=== Work item ===
Set down the records exactly as they stand, except for any pictures, which you should omit.

=== Material supplied ===
========================================
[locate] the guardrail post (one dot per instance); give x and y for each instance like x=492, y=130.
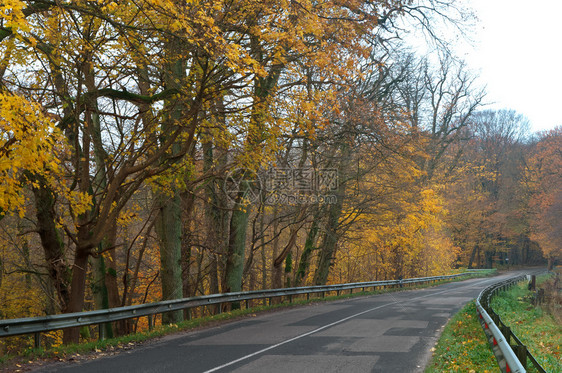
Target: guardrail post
x=506, y=331
x=521, y=352
x=101, y=331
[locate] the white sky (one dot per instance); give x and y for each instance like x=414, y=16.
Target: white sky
x=517, y=53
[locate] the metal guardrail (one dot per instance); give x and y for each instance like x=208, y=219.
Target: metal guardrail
x=37, y=325
x=511, y=357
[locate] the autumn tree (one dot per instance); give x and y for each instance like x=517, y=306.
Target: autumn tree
x=546, y=200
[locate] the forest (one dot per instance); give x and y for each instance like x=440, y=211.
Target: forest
x=160, y=149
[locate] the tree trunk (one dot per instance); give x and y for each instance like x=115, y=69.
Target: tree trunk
x=77, y=291
x=304, y=262
x=168, y=228
x=237, y=241
x=330, y=240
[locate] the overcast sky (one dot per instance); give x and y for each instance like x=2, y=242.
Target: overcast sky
x=517, y=52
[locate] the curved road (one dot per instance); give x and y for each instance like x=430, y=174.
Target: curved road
x=391, y=332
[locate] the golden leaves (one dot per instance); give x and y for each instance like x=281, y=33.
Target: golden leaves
x=28, y=142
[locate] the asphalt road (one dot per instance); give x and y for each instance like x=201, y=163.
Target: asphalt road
x=391, y=332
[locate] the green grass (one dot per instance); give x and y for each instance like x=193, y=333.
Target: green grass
x=463, y=346
x=131, y=339
x=536, y=328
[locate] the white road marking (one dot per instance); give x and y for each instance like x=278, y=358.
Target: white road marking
x=335, y=323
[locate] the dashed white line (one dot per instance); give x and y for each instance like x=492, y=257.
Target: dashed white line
x=332, y=324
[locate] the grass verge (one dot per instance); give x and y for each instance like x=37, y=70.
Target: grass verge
x=534, y=326
x=129, y=341
x=463, y=346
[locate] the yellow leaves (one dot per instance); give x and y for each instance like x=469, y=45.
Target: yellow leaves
x=11, y=12
x=28, y=142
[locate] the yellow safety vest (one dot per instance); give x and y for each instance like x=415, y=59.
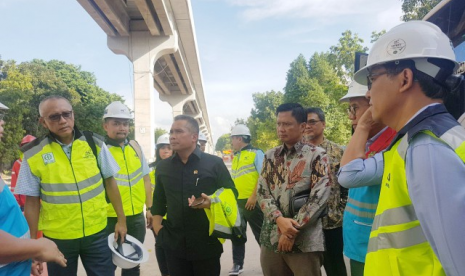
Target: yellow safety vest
x=129, y=179
x=72, y=191
x=244, y=173
x=225, y=221
x=397, y=243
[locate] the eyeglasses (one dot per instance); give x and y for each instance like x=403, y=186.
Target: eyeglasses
x=57, y=117
x=313, y=122
x=371, y=78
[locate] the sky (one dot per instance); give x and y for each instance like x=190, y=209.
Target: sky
x=245, y=46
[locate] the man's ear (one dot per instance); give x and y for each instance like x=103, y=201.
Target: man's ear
x=406, y=80
x=42, y=122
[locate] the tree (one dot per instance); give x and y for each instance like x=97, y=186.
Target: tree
x=223, y=143
x=262, y=121
x=23, y=86
x=417, y=9
x=342, y=55
x=159, y=132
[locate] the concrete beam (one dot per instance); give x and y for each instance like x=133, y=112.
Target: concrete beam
x=148, y=17
x=115, y=12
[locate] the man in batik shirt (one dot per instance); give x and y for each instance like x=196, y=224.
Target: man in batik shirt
x=292, y=244
x=332, y=223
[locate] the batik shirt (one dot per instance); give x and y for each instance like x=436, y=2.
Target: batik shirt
x=338, y=197
x=285, y=173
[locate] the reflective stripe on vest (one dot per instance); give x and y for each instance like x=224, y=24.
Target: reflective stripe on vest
x=397, y=244
x=129, y=179
x=72, y=191
x=223, y=215
x=244, y=173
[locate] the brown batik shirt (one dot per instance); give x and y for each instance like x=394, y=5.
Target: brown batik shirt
x=287, y=172
x=338, y=197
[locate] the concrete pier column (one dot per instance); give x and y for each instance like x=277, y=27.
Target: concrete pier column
x=143, y=50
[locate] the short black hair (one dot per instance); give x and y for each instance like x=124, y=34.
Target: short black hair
x=318, y=111
x=431, y=87
x=298, y=112
x=192, y=123
x=52, y=97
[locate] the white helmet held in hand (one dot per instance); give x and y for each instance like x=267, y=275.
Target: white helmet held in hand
x=129, y=254
x=240, y=130
x=163, y=139
x=117, y=110
x=413, y=40
x=355, y=90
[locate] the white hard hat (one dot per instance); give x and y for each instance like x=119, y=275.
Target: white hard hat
x=240, y=130
x=117, y=110
x=163, y=139
x=202, y=137
x=128, y=254
x=413, y=40
x=355, y=90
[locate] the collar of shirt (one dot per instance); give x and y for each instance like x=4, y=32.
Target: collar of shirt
x=296, y=148
x=196, y=153
x=373, y=139
x=248, y=146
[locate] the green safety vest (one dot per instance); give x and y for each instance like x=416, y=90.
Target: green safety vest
x=397, y=243
x=225, y=221
x=244, y=173
x=72, y=191
x=129, y=179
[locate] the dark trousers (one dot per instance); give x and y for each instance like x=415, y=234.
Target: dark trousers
x=136, y=228
x=356, y=268
x=94, y=252
x=183, y=267
x=333, y=258
x=255, y=219
x=161, y=257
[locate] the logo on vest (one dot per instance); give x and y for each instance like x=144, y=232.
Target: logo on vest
x=388, y=179
x=48, y=158
x=89, y=154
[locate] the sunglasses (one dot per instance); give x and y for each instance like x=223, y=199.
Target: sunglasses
x=57, y=117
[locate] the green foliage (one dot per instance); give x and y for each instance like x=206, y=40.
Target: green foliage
x=417, y=9
x=342, y=55
x=223, y=143
x=262, y=122
x=23, y=86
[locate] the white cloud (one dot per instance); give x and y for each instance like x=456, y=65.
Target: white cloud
x=327, y=11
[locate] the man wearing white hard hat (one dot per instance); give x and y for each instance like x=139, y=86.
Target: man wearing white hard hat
x=418, y=227
x=65, y=177
x=361, y=205
x=133, y=177
x=245, y=170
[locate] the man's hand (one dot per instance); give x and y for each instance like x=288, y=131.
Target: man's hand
x=37, y=268
x=285, y=244
x=206, y=202
x=148, y=216
x=120, y=230
x=48, y=253
x=251, y=202
x=287, y=227
x=366, y=121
========================================
=== Solved problem ===
[locate] the guardrail post (one dot per instance); give x and y for each instance like x=492, y=130.
Target: guardrail post
x=506, y=331
x=521, y=352
x=101, y=331
[locate] the white sky (one dot per instance); give x and y for each instance like x=414, y=16.
Target: white sky
x=517, y=53
[locate] the metal guardrail (one dot per instance); give x and y for each instance like x=208, y=219.
Target: metal guardrail
x=37, y=325
x=511, y=357
[locate] the autumn tree (one dot per instance); give x and y for each instance like x=517, y=306.
Target: autumn tree
x=546, y=200
[locate] the forest (one dot per instance); give x and y for each instance like x=440, y=211.
Target: forest
x=160, y=149
[locate] the tree trunk (one dot per instance); give x and y for each instance like x=115, y=69.
Target: tree trunk
x=77, y=291
x=304, y=262
x=168, y=228
x=237, y=241
x=330, y=240
[locate] the overcast sky (one dot per instance); give x and y for each instance like x=2, y=242.
Target: overcast sky
x=517, y=52
[locate] the curved road (one dot per instance); give x and y for each instance like x=430, y=174.
Target: curved road
x=391, y=332
[locate] the golden leaves (one dot per instance); give x and y for each instance like x=281, y=33.
Target: golden leaves
x=28, y=142
[locate] the asphalt road (one dot per instance); give x and y for each instance like x=201, y=163.
Target: asphalt road
x=391, y=332
[locate] the green grass (one dot per instance); give x and y for each instance like x=193, y=333.
Target: green grass
x=463, y=346
x=131, y=339
x=536, y=328
[locate] the white road marking (one dot per instance); give x and y for each instance like x=278, y=358.
Target: white road marking
x=335, y=323
[locate] the dashed white line (one dot per instance); give x and y for each instance like x=492, y=257.
Target: dashed white line
x=332, y=324
[locate] the grass verge (one dot per instance); give x and y for each instance like x=37, y=70.
Target: grass verge
x=534, y=326
x=129, y=341
x=463, y=346
[locate] the yellow leaves (one dot per instance); give x and y for each instance like x=469, y=45.
Target: yellow leaves
x=11, y=12
x=28, y=142
[locate] the yellow safety vest (one dot per instance); give x and y for each instance like x=415, y=59.
Target: yellow safety vest
x=129, y=179
x=72, y=191
x=244, y=173
x=225, y=221
x=397, y=243
[locate] the eyeglasses (one dot per instance); give x and y for each instance like x=403, y=186.
Target: eyeglasses
x=57, y=117
x=313, y=122
x=371, y=78
[locate] the sky (one dot per instance); give x and y for each instance like x=190, y=209.
Target: sky
x=245, y=46
[locate] the man's ear (one dot per instance); give x and y for each instance like x=103, y=201.
Target: man's ear
x=406, y=80
x=42, y=122
[locate] the tree (one dot per instance); give x and y for each instance like x=97, y=186.
Target: tree
x=223, y=143
x=262, y=121
x=23, y=86
x=417, y=9
x=342, y=55
x=159, y=132
[locate] the concrete beam (one dot per instance); give x and y for each instance like x=133, y=112.
Target: concrete beam
x=148, y=17
x=115, y=12
[locate] the man in batik shirt (one dot per instance); give x and y for each instance like x=196, y=224.
Target: man in batik shirt
x=292, y=244
x=332, y=223
[locate] the batik shirt (one dot per instance); give x and y for each instance like x=436, y=2.
Target: batik shirt
x=338, y=197
x=285, y=173
[locate] the reflective stripe on vest (one dot per instance); give x and y for each instance like x=224, y=24.
Target: reflective stripe on vest
x=397, y=244
x=129, y=179
x=72, y=191
x=223, y=215
x=244, y=173
[locate] the brown batik shirt (one dot per instance); give x and y for each instance like x=394, y=5.
Target: brown batik shirt
x=287, y=172
x=338, y=197
[locate] the concrete pier column (one dot per instance); give x and y for each instance like x=277, y=27.
Target: concrete pier column
x=143, y=50
[locate] the short black hair (one dot per instance); give x and y for each instance like x=124, y=34.
Target: short black hair
x=318, y=111
x=431, y=87
x=298, y=112
x=192, y=123
x=52, y=97
[locate] the white helmet held in hand (one dot per instance); give x and y for each instance like x=267, y=275.
Target: white helmet held in hand
x=129, y=254
x=240, y=130
x=163, y=139
x=117, y=110
x=413, y=40
x=355, y=90
[locate] the white hard hat (one dot per instance); give x and y for each instance like x=119, y=275.
Target: white hard hat
x=240, y=130
x=117, y=110
x=163, y=139
x=202, y=137
x=128, y=254
x=413, y=40
x=355, y=90
[locate] the collar of shirt (one dot per instance); give x and y for each instance like x=4, y=32.
Target: collar of shirt
x=296, y=148
x=196, y=153
x=373, y=139
x=248, y=146
[locate] the green safety vest (one dot per instance); give x and y for each instance like x=416, y=90.
Target: green safety vest
x=397, y=243
x=225, y=221
x=244, y=173
x=72, y=191
x=129, y=179
[locate] the dark trousers (one dot per instance); give x and y for each instance like x=415, y=234.
Target: dark trousers
x=136, y=228
x=356, y=268
x=94, y=252
x=183, y=267
x=333, y=258
x=255, y=219
x=161, y=257
[locate] the logo on vest (one dot per instance); give x and y for each instance like x=144, y=232.
Target: logo on vest
x=388, y=179
x=48, y=158
x=89, y=154
[locate] the sunglasses (one dot per instance); give x and y for each instance like x=223, y=199.
Target: sunglasses
x=57, y=117
[locate] the green foliage (one dot per instance); give x and y for each instance like x=206, y=40.
Target: green foliage
x=417, y=9
x=342, y=55
x=223, y=143
x=262, y=122
x=23, y=86
[locate] the white cloud (one dot per instance); give x and y for each instance like x=456, y=65.
Target: white cloud
x=327, y=11
[locate] the man wearing white hard hat (one dot per instance); give x and y for each instance like x=139, y=86.
Target: man wearing white hard hat
x=418, y=227
x=65, y=177
x=361, y=205
x=133, y=177
x=245, y=170
[locate] the man's hand (one dot per instance); give x and y for each instance like x=288, y=131.
Target: man's hand
x=37, y=268
x=285, y=244
x=206, y=202
x=148, y=216
x=120, y=230
x=48, y=253
x=251, y=202
x=287, y=227
x=366, y=121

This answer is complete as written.